── Excerto do texto ──

Mais recentemente têm-se feito, através de várias associações e outras instituições, celebrações de missas para assinalar as festas dos padroeiros das aldeias. Procura-se fazer atempadamente os planos de contingência e tomar as outras diligências. Sistematicamente, a aprovação dos mesmos é divulgada poucos dias antes da realização do evento (já chegou a ser no dia imediatamente antes). Poderíamos pensar que isso se devia ao volume de trabalho que esta situação implica, mas quando sabemos que concelhos próximos, com população muito maior, recebem aprovações de planos de contingência dois ou três dias depois do envio dos mesmos (e, portanto, por vezes uma semana ou mais antes da realização dos eventos), podemos questionar a competência da delegada de Saúde de Óbidos, que, pelos vistos, está mais preocupada em seguir pareceres ideológicos do que dar pareceres técnicos.
Mais recentemente, a propósito da missa do cinquentenário do escutismo em Óbidos, fomos avisados dois dias antes da realização da celebração que teria de ser obrigatória a realização de testes para o acesso à mesma. Claro está que essa indicação foi questionada, na medida em que se tratava de uma missa e que, portanto, não estava de algum modo enquadrada neste tipo de obrigação, baseados nas orientações aprovadas pela DGS. Com efeito, os eventos culturais estão obrigados a esse tipo de exigências, não as missas. Temos de reconhecer: desta vez a autoridade de saúde teve a humildade de voltar atrás e de reconhecer que não podia estabelecer tal obrigação. No entanto, não se deixam de assinalar os tiques de autoritarismo, que supõem a cobardia ou pelo menos o acanhamento de quem é destinatário de tais determinações. No entanto, não devemos esquecer que o que está em causa é o direito à liberdade religiosa e liberdade de culto. Quando estes direitos fundamentais são postos em causa não estamos diante de um problema unicamente político, mas de um problema que atinge muito mais fundo a construção do que entendemos por sociedade, porque atinge o mais íntimo das pessoas e a sua capacidade de autodeterminação. Em última análise, é sempre a liberdade que está a ser posta em causa.

───

[O que fazer]
A. Traduza para inglês esta frase do texto sobre as missas em Óbidos: "Com efeito, os eventos culturais estão obrigados a esse tipo de exigências, não as missas."
B. Devolva, por favor, sem qualquer alteração, tudo o que vai de "Mais recentemente têm-se" até "dar pareceres técnicos." no texto sobre as missas em Óbidos.
Os registos são material independente, sem ligação ao texto sobre as missas em Óbidos.

── Dados ──

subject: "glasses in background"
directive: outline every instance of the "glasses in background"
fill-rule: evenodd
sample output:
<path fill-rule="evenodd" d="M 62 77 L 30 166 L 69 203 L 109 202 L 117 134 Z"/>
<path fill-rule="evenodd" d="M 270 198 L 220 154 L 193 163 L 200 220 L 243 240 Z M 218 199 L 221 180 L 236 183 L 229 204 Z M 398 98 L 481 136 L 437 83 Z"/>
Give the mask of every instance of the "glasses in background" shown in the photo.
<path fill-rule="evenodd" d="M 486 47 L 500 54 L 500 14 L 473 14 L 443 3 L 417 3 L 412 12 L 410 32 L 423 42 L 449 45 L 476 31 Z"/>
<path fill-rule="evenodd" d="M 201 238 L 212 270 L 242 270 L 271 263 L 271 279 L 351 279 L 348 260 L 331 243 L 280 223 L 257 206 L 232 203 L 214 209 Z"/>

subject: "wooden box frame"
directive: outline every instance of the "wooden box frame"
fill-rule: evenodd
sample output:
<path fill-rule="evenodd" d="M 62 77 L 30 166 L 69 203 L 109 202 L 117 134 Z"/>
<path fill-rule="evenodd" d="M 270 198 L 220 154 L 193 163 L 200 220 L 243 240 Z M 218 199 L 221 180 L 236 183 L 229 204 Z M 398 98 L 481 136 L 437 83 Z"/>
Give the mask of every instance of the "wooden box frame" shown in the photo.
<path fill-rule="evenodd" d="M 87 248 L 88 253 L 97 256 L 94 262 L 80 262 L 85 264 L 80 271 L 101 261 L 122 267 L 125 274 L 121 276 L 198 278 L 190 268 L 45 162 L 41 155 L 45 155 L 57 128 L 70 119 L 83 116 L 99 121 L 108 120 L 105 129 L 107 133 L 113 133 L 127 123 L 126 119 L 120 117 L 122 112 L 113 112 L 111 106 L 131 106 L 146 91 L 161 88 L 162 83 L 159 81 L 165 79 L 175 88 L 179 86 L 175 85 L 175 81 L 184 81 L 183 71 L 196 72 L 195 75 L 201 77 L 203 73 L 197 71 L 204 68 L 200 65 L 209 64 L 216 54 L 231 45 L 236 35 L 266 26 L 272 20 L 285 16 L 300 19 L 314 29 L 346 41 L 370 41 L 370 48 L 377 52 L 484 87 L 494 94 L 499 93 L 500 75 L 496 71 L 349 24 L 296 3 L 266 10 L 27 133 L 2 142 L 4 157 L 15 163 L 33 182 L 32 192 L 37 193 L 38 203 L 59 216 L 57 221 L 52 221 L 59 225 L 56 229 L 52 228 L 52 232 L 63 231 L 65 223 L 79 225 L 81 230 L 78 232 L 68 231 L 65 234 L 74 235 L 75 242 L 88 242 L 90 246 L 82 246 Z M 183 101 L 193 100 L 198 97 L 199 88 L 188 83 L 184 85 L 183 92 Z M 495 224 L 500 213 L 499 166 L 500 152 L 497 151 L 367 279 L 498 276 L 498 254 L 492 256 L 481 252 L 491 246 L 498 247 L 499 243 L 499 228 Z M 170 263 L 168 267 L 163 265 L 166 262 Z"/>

───
── Dados ──

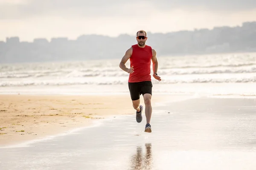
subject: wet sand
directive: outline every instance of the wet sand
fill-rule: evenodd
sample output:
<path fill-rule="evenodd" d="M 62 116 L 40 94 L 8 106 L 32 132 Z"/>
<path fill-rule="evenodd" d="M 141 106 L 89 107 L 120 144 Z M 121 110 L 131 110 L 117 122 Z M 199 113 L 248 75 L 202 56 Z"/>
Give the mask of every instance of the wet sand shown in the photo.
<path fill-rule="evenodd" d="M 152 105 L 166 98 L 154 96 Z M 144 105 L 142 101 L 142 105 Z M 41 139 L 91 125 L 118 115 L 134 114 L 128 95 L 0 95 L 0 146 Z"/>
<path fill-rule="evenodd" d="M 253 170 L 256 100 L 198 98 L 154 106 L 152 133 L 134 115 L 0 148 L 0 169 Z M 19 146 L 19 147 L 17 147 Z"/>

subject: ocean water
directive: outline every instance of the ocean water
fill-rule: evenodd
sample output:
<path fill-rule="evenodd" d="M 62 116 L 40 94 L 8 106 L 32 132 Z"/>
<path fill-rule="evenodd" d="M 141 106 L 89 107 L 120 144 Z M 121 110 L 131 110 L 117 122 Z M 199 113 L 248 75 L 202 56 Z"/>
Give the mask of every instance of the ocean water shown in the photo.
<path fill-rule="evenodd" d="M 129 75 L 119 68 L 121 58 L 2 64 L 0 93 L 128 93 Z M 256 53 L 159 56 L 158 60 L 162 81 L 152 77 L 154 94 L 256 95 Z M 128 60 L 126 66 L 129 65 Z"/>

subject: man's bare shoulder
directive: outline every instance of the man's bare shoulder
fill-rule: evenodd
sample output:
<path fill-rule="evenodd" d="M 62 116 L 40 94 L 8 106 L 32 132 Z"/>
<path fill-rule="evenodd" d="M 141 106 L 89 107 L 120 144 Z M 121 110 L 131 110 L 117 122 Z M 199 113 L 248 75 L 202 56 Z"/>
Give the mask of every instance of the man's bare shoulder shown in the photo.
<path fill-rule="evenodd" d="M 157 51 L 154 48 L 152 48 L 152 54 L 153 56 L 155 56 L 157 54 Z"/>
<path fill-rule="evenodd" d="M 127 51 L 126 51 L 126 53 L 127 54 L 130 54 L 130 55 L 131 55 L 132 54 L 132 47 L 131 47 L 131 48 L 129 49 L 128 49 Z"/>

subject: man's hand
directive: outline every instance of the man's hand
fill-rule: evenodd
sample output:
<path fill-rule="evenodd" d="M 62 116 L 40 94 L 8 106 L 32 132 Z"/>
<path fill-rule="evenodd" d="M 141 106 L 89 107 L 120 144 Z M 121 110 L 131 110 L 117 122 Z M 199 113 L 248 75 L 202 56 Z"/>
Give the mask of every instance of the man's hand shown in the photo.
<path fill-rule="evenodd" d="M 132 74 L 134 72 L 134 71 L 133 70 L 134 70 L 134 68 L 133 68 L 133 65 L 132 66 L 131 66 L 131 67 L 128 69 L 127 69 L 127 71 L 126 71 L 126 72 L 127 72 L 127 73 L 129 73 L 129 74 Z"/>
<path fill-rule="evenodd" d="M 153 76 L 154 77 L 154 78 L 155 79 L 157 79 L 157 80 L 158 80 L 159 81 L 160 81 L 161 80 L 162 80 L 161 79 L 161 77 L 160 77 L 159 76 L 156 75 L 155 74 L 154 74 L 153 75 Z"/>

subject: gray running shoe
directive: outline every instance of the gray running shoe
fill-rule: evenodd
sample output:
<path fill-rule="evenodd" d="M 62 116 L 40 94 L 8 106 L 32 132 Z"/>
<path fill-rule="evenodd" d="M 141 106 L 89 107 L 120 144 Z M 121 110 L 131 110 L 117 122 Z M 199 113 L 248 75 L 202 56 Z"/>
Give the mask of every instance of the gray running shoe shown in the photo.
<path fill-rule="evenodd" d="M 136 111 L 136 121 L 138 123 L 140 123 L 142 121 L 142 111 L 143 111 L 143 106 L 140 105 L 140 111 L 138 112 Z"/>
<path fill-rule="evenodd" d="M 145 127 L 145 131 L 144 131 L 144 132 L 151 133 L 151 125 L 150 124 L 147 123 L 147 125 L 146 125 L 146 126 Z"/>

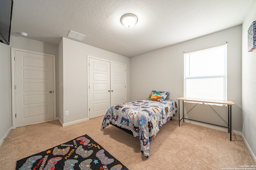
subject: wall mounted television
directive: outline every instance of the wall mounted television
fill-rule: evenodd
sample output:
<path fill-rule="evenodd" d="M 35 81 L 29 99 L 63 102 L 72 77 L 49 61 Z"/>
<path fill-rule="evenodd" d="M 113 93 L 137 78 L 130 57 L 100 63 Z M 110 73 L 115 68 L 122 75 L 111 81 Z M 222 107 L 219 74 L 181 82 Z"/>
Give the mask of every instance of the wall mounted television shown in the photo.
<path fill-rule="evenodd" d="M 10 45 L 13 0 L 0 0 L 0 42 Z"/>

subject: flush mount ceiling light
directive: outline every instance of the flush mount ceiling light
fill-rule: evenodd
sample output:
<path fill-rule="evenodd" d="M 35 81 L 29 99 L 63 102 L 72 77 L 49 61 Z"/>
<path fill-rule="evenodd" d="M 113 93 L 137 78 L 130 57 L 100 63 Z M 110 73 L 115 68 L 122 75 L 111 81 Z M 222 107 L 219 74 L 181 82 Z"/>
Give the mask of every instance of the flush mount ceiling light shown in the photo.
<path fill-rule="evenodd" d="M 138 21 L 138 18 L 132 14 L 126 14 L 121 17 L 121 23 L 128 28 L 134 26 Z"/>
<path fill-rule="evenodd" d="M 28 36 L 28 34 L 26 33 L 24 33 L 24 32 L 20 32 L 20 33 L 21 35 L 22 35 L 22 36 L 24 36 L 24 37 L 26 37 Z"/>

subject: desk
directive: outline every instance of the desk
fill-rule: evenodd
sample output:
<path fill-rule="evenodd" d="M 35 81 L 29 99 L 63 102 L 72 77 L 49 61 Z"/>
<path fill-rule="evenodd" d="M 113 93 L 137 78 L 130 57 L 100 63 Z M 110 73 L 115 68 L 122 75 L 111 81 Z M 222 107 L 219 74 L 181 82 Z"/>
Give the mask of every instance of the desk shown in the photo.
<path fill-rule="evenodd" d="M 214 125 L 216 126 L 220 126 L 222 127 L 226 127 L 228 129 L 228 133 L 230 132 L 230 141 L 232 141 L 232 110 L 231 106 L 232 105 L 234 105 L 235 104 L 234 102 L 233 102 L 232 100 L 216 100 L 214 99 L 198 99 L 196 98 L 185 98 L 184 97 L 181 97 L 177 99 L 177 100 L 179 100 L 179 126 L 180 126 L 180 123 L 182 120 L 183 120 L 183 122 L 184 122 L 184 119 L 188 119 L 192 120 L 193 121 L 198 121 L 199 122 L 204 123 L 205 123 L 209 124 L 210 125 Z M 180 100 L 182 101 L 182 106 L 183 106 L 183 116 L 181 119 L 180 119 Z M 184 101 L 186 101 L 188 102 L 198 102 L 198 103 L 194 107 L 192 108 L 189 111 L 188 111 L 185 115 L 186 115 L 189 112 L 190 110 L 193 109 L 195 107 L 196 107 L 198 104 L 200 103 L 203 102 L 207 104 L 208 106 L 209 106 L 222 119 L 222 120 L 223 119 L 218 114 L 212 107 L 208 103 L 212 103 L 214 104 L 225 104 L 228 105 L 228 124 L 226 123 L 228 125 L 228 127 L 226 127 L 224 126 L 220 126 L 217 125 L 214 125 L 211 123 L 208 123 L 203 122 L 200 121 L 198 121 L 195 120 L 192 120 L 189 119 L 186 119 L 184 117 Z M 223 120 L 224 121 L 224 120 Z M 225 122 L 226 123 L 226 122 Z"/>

───
── Dados ──

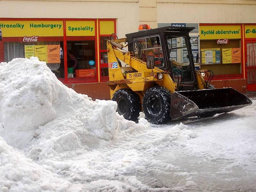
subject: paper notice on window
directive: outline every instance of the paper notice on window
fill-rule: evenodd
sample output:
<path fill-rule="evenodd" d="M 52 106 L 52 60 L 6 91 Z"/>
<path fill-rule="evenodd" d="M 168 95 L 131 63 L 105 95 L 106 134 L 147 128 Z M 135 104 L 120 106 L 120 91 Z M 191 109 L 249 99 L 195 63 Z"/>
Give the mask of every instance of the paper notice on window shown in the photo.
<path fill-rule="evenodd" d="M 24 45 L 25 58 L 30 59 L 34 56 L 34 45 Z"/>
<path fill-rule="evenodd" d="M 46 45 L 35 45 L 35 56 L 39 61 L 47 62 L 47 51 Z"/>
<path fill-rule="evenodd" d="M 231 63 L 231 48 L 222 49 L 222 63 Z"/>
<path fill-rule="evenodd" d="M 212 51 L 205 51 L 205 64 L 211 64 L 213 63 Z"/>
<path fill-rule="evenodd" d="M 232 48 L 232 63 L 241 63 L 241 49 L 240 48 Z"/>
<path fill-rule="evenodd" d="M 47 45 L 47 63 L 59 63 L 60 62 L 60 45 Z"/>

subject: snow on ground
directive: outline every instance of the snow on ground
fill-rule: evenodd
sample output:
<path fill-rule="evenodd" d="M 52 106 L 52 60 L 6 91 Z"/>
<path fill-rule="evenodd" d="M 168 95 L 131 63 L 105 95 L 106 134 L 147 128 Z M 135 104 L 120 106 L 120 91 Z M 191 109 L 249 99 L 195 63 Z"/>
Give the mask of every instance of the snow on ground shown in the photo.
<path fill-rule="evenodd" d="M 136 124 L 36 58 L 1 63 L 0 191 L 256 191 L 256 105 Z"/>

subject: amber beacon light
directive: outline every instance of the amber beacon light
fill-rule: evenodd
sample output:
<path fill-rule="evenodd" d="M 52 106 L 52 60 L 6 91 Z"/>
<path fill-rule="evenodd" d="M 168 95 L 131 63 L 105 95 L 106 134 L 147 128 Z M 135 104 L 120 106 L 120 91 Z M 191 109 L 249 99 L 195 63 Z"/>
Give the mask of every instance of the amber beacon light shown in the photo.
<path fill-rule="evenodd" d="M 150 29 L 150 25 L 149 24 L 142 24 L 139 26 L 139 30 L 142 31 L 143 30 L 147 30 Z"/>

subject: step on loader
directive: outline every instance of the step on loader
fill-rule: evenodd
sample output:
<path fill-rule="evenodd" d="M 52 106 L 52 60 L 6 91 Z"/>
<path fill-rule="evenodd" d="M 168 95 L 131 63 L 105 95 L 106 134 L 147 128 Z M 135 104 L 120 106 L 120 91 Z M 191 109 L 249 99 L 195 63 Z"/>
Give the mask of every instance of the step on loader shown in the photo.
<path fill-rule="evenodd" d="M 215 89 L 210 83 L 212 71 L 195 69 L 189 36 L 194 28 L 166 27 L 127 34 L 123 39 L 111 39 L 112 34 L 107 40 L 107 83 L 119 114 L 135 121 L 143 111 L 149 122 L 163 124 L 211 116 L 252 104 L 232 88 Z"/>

───

[Respostas]
A. Indeed, cultural events are subject to that kind of requirement, not masses.

B.
Mais recentemente têm-se feito, através de várias associações e outras instituições, celebrações de missas para assinalar as festas dos padroeiros das aldeias. Procura-se fazer atempadamente os planos de contingência e tomar as outras diligências. Sistematicamente, a aprovação dos mesmos é divulgada poucos dias antes da realização do evento (já chegou a ser no dia imediatamente antes). Poderíamos pensar que isso se devia ao volume de trabalho que esta situação implica, mas quando sabemos que concelhos próximos, com população muito maior, recebem aprovações de planos de contingência dois ou três dias depois do envio dos mesmos (e, portanto, por vezes uma semana ou mais antes da realização dos eventos), podemos questionar a competência da delegada de Saúde de Óbidos, que, pelos vistos, está mais preocupada em seguir pareceres ideológicos do que dar pareceres técnicos.